▶ WORK REQUEST:
Search for the word "covered" in the entries. Each line that holds it should be copied.

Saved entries
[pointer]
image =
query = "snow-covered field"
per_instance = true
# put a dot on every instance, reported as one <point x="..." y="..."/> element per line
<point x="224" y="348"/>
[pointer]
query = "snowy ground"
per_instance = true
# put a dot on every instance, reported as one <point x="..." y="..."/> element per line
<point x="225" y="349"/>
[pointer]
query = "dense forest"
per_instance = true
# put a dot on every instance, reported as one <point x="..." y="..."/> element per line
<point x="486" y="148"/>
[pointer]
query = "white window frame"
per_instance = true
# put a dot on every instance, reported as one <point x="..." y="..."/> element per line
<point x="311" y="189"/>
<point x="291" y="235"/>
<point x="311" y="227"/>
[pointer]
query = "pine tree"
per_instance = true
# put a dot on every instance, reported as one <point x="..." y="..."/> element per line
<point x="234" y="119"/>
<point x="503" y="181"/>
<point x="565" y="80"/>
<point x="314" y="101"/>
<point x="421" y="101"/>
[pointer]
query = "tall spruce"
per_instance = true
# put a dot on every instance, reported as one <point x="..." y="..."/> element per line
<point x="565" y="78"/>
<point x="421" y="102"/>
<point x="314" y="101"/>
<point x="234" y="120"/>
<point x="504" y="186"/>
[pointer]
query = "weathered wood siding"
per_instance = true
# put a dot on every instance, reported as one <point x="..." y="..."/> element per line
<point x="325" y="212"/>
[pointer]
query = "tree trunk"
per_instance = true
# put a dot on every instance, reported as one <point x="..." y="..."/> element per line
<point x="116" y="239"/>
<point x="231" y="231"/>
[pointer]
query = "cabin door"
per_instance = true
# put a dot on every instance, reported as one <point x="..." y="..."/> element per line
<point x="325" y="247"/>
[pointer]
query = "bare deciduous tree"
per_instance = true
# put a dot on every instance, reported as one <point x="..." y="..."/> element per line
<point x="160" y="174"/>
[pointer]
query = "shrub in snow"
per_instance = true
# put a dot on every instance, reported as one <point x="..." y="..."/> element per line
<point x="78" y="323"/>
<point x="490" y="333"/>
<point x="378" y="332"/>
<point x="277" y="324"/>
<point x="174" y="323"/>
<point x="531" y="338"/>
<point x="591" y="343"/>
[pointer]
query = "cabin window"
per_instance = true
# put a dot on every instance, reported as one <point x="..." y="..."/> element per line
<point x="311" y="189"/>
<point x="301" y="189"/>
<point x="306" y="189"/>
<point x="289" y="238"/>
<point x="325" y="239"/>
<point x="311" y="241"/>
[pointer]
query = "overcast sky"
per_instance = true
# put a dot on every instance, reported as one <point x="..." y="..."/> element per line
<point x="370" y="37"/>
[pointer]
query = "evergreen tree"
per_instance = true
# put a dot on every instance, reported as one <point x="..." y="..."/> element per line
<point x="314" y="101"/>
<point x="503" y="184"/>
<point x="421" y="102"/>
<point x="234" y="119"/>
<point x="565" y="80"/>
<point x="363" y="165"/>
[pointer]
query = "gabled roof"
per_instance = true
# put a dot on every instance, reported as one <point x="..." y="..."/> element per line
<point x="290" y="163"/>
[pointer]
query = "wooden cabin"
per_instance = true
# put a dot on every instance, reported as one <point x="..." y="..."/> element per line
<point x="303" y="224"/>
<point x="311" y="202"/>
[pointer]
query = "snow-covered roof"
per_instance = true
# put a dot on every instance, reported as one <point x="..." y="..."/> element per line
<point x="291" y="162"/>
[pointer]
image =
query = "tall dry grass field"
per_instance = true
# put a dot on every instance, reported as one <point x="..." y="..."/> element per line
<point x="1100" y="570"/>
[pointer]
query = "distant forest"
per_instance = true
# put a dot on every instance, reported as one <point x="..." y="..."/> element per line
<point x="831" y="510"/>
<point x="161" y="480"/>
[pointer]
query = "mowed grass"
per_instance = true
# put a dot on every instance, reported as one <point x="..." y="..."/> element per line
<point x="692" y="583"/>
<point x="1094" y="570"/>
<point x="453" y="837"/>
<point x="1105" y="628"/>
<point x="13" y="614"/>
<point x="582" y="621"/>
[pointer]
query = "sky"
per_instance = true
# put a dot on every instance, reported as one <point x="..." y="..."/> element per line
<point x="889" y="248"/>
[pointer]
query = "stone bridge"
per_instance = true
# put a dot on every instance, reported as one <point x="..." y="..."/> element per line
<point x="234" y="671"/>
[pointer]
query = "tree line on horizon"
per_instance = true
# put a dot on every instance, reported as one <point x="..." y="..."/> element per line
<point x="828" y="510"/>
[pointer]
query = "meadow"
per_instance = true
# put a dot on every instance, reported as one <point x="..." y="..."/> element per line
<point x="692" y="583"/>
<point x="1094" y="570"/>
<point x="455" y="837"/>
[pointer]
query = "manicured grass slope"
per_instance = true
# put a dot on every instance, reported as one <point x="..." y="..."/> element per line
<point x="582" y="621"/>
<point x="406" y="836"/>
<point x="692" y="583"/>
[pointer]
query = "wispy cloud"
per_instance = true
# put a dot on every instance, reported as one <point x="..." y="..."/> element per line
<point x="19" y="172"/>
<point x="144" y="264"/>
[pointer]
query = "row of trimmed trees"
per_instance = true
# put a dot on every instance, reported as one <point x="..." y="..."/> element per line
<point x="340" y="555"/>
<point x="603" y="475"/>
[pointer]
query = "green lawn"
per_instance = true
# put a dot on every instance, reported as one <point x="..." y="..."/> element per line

▶ EXERCISE RESPONSE:
query = "snow-covered field"
query = "snow-covered roof"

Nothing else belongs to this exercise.